Point annotation records
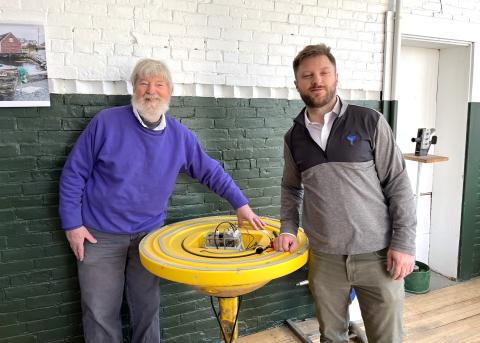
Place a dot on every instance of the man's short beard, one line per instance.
(152, 109)
(313, 103)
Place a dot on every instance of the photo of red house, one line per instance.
(9, 44)
(23, 66)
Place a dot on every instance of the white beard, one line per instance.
(150, 107)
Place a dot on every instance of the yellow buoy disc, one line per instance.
(178, 252)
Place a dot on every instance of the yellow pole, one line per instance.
(228, 313)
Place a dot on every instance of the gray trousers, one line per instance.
(331, 278)
(110, 268)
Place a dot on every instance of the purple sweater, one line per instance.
(119, 175)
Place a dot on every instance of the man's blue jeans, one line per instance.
(110, 268)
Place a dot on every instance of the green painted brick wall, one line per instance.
(39, 296)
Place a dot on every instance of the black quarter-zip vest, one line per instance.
(351, 139)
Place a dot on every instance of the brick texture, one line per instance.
(39, 296)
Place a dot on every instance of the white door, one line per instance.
(417, 99)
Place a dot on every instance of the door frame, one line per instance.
(434, 32)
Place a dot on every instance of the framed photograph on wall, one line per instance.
(23, 66)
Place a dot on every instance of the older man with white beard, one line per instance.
(114, 189)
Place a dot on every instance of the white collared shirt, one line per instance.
(159, 127)
(321, 132)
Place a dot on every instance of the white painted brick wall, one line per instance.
(226, 43)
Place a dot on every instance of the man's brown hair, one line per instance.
(312, 51)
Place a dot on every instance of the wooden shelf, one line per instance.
(425, 159)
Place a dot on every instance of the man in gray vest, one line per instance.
(343, 166)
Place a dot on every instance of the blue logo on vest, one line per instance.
(351, 138)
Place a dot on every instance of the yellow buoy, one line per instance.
(195, 252)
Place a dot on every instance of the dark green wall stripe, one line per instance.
(469, 255)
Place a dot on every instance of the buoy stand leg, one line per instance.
(228, 313)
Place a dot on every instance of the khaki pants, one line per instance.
(331, 278)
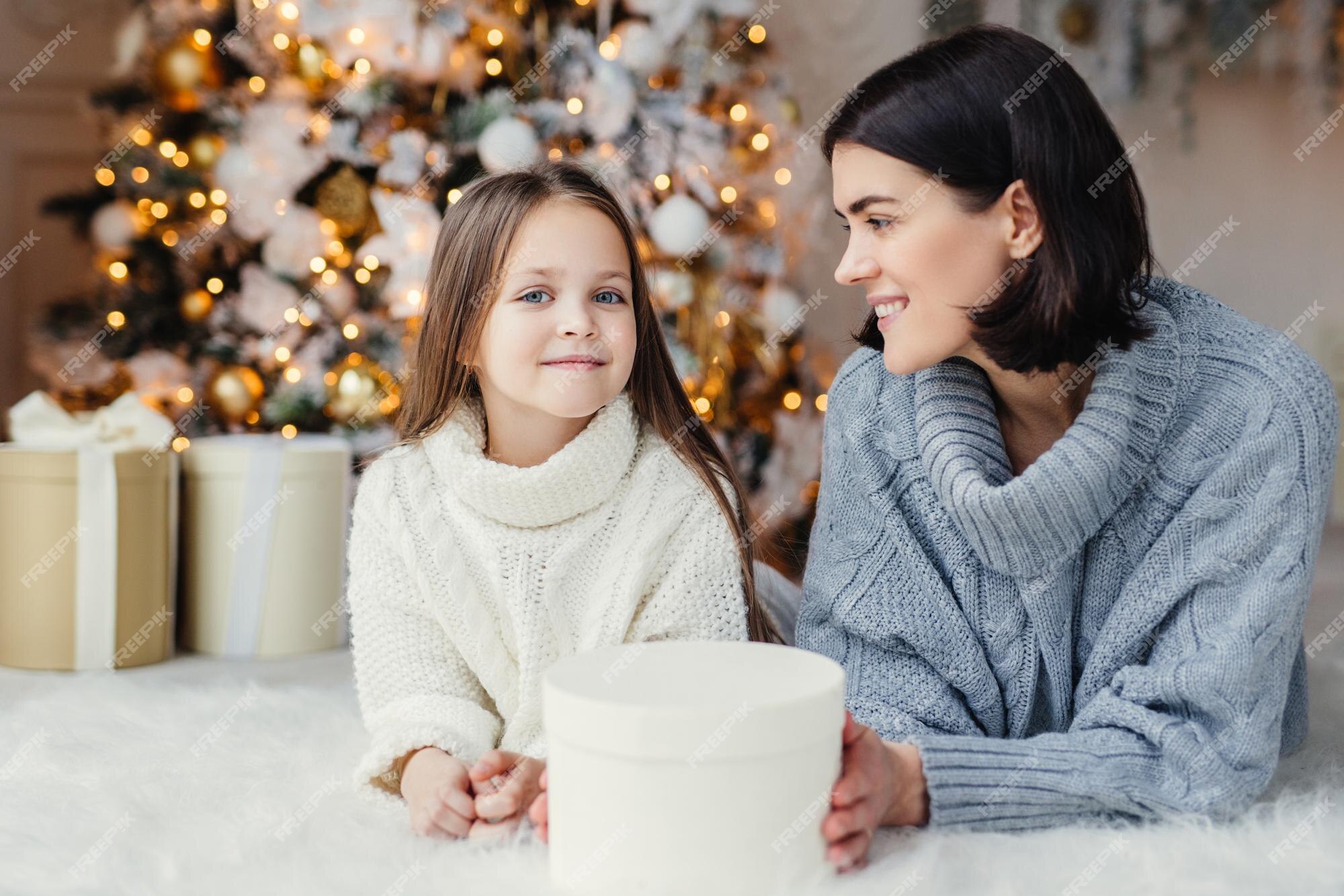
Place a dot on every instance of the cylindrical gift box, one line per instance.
(88, 557)
(264, 538)
(691, 768)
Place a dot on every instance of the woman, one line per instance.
(1069, 511)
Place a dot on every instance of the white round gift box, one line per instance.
(691, 768)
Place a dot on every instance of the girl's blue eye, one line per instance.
(877, 224)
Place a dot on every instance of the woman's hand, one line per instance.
(506, 785)
(881, 784)
(439, 795)
(540, 812)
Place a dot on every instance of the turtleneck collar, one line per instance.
(576, 479)
(1029, 525)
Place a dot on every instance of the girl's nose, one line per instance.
(857, 267)
(577, 320)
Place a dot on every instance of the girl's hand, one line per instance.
(437, 791)
(505, 784)
(538, 813)
(881, 784)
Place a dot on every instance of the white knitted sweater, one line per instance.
(470, 577)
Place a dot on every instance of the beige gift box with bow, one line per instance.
(88, 561)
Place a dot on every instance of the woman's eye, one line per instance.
(877, 224)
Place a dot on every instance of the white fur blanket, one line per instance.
(144, 782)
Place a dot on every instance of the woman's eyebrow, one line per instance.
(872, 199)
(553, 272)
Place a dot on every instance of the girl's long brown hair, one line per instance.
(467, 273)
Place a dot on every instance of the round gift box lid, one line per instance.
(694, 701)
(229, 455)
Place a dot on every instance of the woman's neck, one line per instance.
(1036, 410)
(522, 436)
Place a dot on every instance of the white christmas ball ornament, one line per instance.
(116, 225)
(610, 103)
(779, 304)
(642, 50)
(507, 143)
(678, 225)
(671, 289)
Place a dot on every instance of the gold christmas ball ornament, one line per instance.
(197, 304)
(1079, 22)
(311, 62)
(233, 392)
(360, 392)
(91, 396)
(185, 69)
(205, 150)
(345, 199)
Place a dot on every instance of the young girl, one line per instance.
(553, 494)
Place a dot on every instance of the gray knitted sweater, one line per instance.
(1116, 633)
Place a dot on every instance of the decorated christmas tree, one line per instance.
(276, 175)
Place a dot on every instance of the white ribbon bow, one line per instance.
(126, 424)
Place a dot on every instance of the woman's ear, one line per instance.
(1023, 229)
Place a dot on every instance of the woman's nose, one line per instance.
(855, 268)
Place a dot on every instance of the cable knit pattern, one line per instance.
(468, 578)
(1116, 633)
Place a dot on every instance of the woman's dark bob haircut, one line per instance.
(986, 107)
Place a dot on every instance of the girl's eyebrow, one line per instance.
(553, 272)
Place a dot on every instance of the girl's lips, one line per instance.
(576, 366)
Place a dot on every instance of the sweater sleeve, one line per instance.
(415, 688)
(1197, 727)
(698, 593)
(1193, 727)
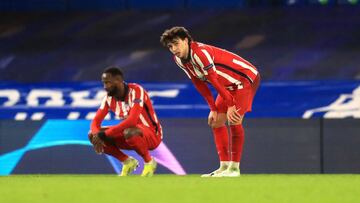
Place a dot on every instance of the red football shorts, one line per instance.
(243, 97)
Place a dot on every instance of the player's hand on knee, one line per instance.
(212, 118)
(98, 144)
(233, 116)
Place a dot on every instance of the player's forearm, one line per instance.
(96, 122)
(129, 122)
(204, 90)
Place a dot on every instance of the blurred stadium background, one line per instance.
(306, 113)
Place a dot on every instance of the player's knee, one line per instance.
(238, 122)
(217, 124)
(130, 132)
(90, 135)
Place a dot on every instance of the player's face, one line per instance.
(110, 84)
(179, 47)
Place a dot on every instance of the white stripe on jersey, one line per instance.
(144, 121)
(198, 61)
(117, 109)
(141, 96)
(123, 108)
(109, 101)
(211, 61)
(179, 63)
(132, 97)
(228, 77)
(244, 65)
(103, 102)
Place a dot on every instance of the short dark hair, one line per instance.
(114, 71)
(171, 34)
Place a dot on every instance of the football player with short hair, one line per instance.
(236, 82)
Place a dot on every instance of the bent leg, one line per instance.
(136, 140)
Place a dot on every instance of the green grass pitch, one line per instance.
(179, 189)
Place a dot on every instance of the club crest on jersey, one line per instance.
(137, 101)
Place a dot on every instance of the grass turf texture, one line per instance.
(179, 189)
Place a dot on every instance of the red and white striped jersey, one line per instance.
(135, 109)
(217, 66)
(230, 68)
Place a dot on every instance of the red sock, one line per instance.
(237, 142)
(139, 144)
(221, 138)
(115, 152)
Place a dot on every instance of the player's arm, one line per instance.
(205, 59)
(205, 91)
(99, 116)
(134, 114)
(95, 127)
(212, 77)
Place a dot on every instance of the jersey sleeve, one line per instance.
(99, 116)
(136, 107)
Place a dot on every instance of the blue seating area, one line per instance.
(284, 43)
(73, 5)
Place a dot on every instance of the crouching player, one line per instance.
(140, 129)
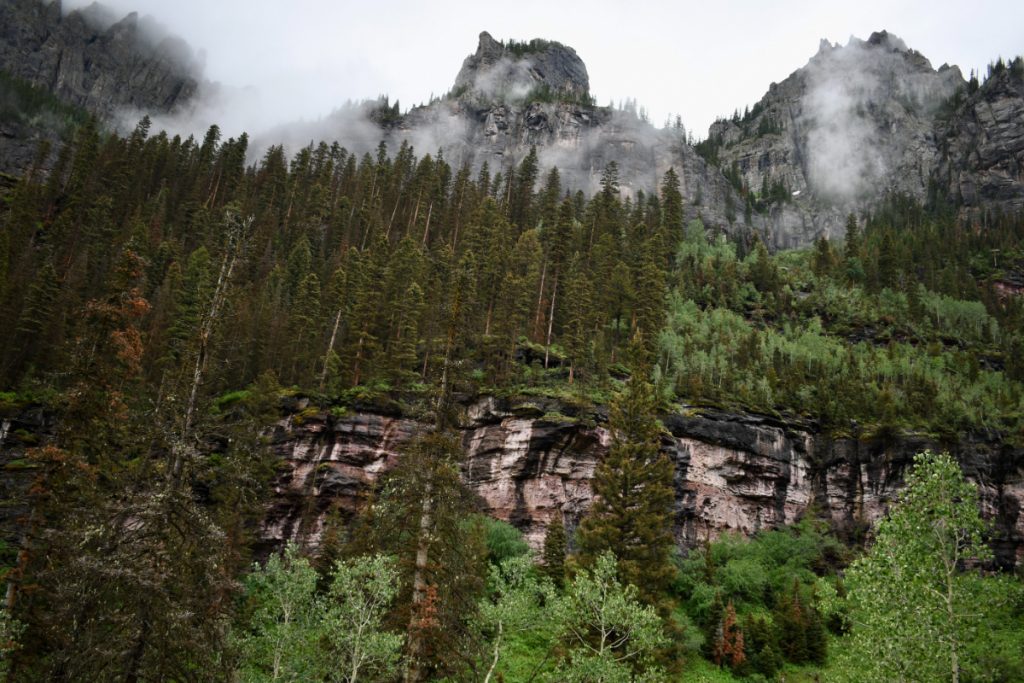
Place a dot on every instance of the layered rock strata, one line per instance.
(531, 461)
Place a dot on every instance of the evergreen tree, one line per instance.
(554, 550)
(632, 511)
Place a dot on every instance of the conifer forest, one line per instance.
(303, 413)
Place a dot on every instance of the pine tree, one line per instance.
(420, 517)
(554, 550)
(632, 511)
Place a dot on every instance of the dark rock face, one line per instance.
(983, 146)
(19, 432)
(497, 73)
(88, 60)
(854, 123)
(870, 118)
(529, 462)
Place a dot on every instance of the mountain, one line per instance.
(866, 119)
(508, 98)
(90, 60)
(855, 123)
(55, 67)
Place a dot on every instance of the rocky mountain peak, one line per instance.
(510, 72)
(89, 58)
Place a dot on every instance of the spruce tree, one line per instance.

#### Your goal:
Repeat each record exactly, with the pictures left out.

#### Output:
Place a dot on every instance of the man's short beard, one line per instance.
(152, 109)
(313, 103)
Place a dot on every instance of the photo of red house, one line per instance.
(9, 44)
(23, 66)
Place a dot on every instance of the white beard, one line per instance.
(150, 107)
Place a dot on every instance of the yellow buoy disc, one line per instance.
(178, 252)
Place a dot on every instance of the yellow pole, one line per instance.
(228, 313)
Place a dot on every instance of the gray trousers, one line per instance.
(331, 278)
(110, 268)
Place a dot on every instance of the purple sweater, one line per instance.
(119, 175)
Place a dot on every instance of the man's blue jeans, one line per instance.
(110, 268)
Place a dot on every instance of the green painted brick wall, one line per instance.
(39, 296)
Place a dot on every instance of the black quarter-zip vest, one line per instance.
(351, 139)
Place a dot on every instance of the brick texture, one line per instance.
(39, 296)
Place a dot on every instance of the white door, one line per instance.
(417, 99)
Place a dot on every instance of the door frame, one line per instance.
(434, 32)
Place a dot on every instance of the framed photograph on wall, one line per instance.
(23, 66)
Place a dot on every instance of the older man with white beard, one line per instance.
(114, 189)
Place a dot on every instance of the white collared shirt, one line per instance.
(159, 127)
(321, 132)
Place a dot on every instance of the white painted brick wall, one line per instance.
(226, 43)
Place a dot on every instance of the man's brown hair, one line per instance.
(312, 51)
Place a dot on every instance of the wooden shelf, one line per instance.
(425, 159)
Place a dot on every instance of the man in gray vest, one line per instance.
(343, 166)
Place a dot on every instance of the blue logo on vest, one line per instance.
(351, 138)
Place a dot on every instance of the yellow buoy, one line per instance.
(195, 252)
Place a dot on every instance of the dark green wall stripe, one line per instance.
(469, 255)
Place a dot on every instance of the buoy stand leg, one line per instance.
(228, 313)
Place a dot on every instance of the khaki pants, one line per instance.
(331, 278)
Place a dot on every instance of the cylindrical gift box, one line per instance.
(88, 557)
(264, 538)
(691, 768)
Place a dot on every instance of the woman, one line per instance.
(1069, 511)
Place a dot on every instance of the white round gift box, one line per instance.
(691, 768)
Place a dot on every instance of the girl's blue eye, one line per instance.
(877, 224)
Place a dot on every instance of the woman's hand, one line per instance.
(506, 785)
(881, 784)
(439, 795)
(540, 812)
Place a dot on every instance of the turtleneck collar, one line per instance.
(576, 479)
(1029, 525)
Place a dot on every instance of the girl's nose, one line per instance.
(857, 267)
(577, 320)
Place a dot on every instance of the girl's hand, one line per instance.
(437, 791)
(505, 784)
(538, 813)
(881, 784)
Place a dot on every instance of the white knitted sweater, one line per instance.
(470, 577)
Place a dot on every instance of the beige gift box with bow, one line per instance.
(88, 561)
Place a dot on every instance of the woman's eye, one line per instance.
(877, 224)
Place a dot on every instance of the white fur blanket, one line per instance.
(144, 782)
Place a dot on every instance of the woman's eyebrow, one line per instance.
(872, 199)
(553, 272)
Place a dot on every instance of the girl's long brown hair, one line per instance.
(467, 273)
Place a dot on every instance of the round gift box lid, one line per instance.
(694, 701)
(229, 455)
Place a dot on every instance of the woman's neck, one line per instance.
(1036, 410)
(522, 436)
Place a dot on every instance of the white christmas ball ornament, one line per instance.
(116, 225)
(610, 103)
(779, 304)
(642, 50)
(507, 143)
(678, 225)
(671, 289)
Place a dot on every instance of the gold christmas ball ornament, one line per instance.
(197, 304)
(1079, 22)
(311, 62)
(233, 392)
(360, 392)
(91, 396)
(185, 69)
(205, 150)
(345, 199)
Place a dot on every instance of the young girl, one line per instance.
(553, 494)
Place a dot on every instance of the gray knitted sweater, one line per instance.
(1116, 633)
Place a dot on every instance of the decorated christmas tree, one line per instance.
(276, 175)
Place a dot on every instance of the white ribbon bow, one line per instance.
(126, 424)
Place a dot on every instance of the woman's ear, one line per instance.
(1023, 229)
Place a dot on every instance of the woman's nose, one line per instance.
(855, 268)
Place a dot on every instance of the cable knit pattern, one line per instance.
(468, 578)
(1116, 633)
Place a dot on every instance of the woman's dark bob haircut, one line per instance.
(986, 107)
Place a dot on every instance of the girl's eyebrow, one line per instance.
(553, 272)
Place a dot on every instance of the girl's lips, one line per instance.
(576, 366)
Place a dot on every instance of the sweater sleeve, one line per instance.
(415, 688)
(1197, 727)
(698, 593)
(1193, 727)
Place a dot on every instance of the red football shorts, one line per instance.
(243, 97)
Place a dot on every instance of the player's hand on knee, one line per instance.
(212, 118)
(98, 144)
(233, 116)
Place a dot on every instance of the player's forearm, one line per instance.
(96, 122)
(129, 122)
(204, 90)
Place a dot on every instance of the blurred stadium background, one line per instance.
(306, 113)
Place a dot on every instance of the player's knee, one line per instance.
(238, 122)
(217, 124)
(130, 132)
(90, 135)
Place a dot on every instance of the player's face, one line per instance.
(110, 84)
(179, 47)
Place a dot on every instance of the white stripe on jersey, one line per instance.
(144, 121)
(198, 61)
(117, 109)
(141, 96)
(123, 108)
(109, 101)
(211, 61)
(179, 63)
(132, 97)
(228, 77)
(244, 65)
(103, 102)
Place a dot on every instance of the short dark hair, one line per instance.
(114, 71)
(171, 34)
Place a dot on every instance of the football player with short hair, one line per instance.
(236, 82)
Place a dot on every instance of the bent leg, one line per instance.
(136, 140)
Place a dot on every instance of the green grass pitch, one line per instance.
(179, 189)
Place a dot on every instance of the club crest on jersey, one line per instance.
(137, 101)
Place a dot on every instance of the grass turf texture, one line per instance.
(179, 189)
Place a dot on every instance of the red and white striped jersey, one line per instance.
(135, 109)
(217, 66)
(230, 68)
Place a dot on every instance of the red sock, one line per instance.
(237, 142)
(139, 144)
(221, 138)
(115, 152)
Place a dot on every instance of the player's arm, one line per instance.
(205, 59)
(205, 91)
(99, 116)
(134, 114)
(95, 127)
(212, 77)
Place a dot on every instance of the jersey sleeve, one line per instance.
(99, 116)
(136, 107)
Place a dot on every instance of the blue seating area, one line per instance.
(284, 43)
(73, 5)
Place a dot on every instance of the crouching player, one line per instance.
(140, 129)
Place a dot on every instance of the layered rock strata, one line per instance.
(531, 461)
Place a dot on every instance of the evergreen tree, one line per instance.
(554, 550)
(632, 511)
Place a dot on every instance of the conifer forest, one line per instance.
(303, 413)
Place a dot on every instance of the pine tree, one line per instance.
(420, 517)
(554, 550)
(632, 511)
Place a dot on every instance of the dark rock face, one line per instance.
(983, 146)
(19, 432)
(497, 73)
(88, 60)
(854, 123)
(870, 118)
(529, 462)
Place a dot on every instance of the mountain, one line per instance.
(866, 119)
(508, 98)
(90, 60)
(855, 123)
(55, 67)
Place a dot on every instance of the rocky mountain peak, one line per instance.
(510, 72)
(89, 58)
Place a dot on every instance of the spruce tree, one line per instance.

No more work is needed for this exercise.